The job is to output each record exactly as it stands, pictures excluded.

● **DATA EXTRACT**
════

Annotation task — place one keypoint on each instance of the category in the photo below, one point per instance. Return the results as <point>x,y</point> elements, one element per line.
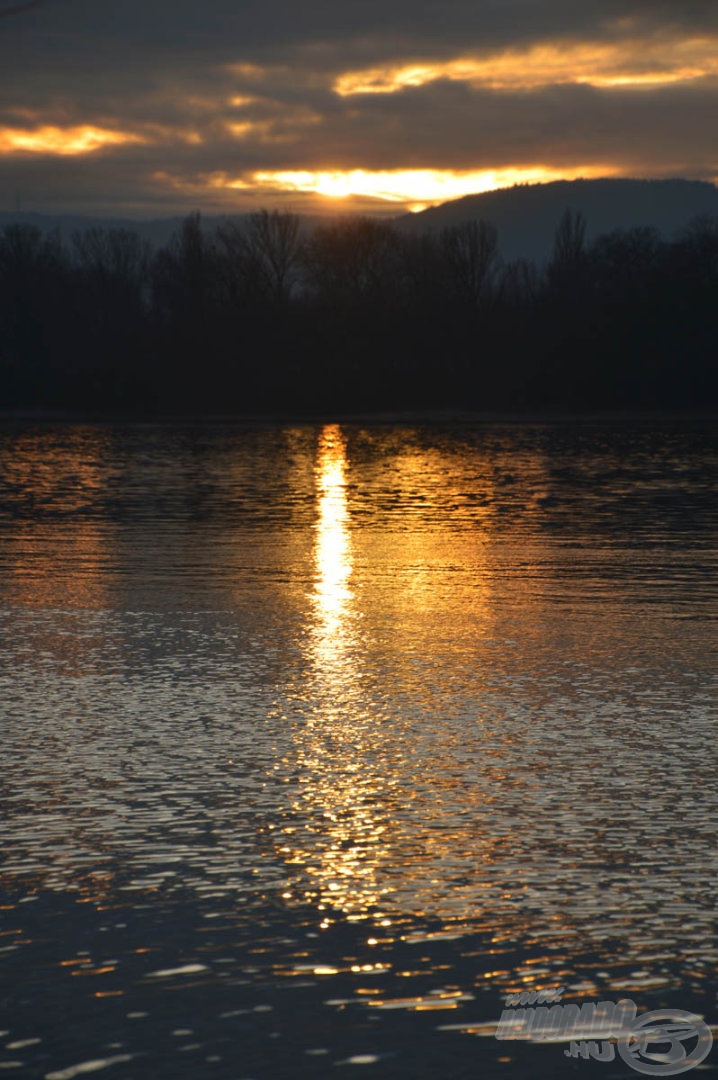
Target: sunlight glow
<point>62,140</point>
<point>333,551</point>
<point>418,187</point>
<point>621,64</point>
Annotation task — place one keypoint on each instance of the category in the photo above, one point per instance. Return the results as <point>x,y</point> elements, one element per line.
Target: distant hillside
<point>157,232</point>
<point>526,216</point>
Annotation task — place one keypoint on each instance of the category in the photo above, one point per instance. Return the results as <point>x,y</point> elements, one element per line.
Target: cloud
<point>150,106</point>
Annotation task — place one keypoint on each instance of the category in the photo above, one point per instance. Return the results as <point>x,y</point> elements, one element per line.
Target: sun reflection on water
<point>333,555</point>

════

● **OUTPUT OF THE EXERCISE**
Annotation task — place one keypoint on each instance of the category in the photo below, one point per instance. Return the results as <point>x,y</point> elements, one element per line.
Target: sunlight glow
<point>62,140</point>
<point>333,551</point>
<point>418,187</point>
<point>621,64</point>
Annotation task — place one keypoint on each instance of the category in the photo above, one point per instance. Return the results as <point>x,y</point> elements, one element per line.
Target: distant hillside
<point>157,232</point>
<point>526,216</point>
Annotation task — place one keypoint on each instance of the category in the photo above, one point per instance. Return the results as <point>x,y</point> elements, one element per line.
Target: cloud
<point>150,106</point>
Annotation task — place one keypoint on each instance of the category in the photo above, one point per instance. Return the results as <point>x,y</point> elements, one element per line.
Target: sun reflection on water
<point>333,555</point>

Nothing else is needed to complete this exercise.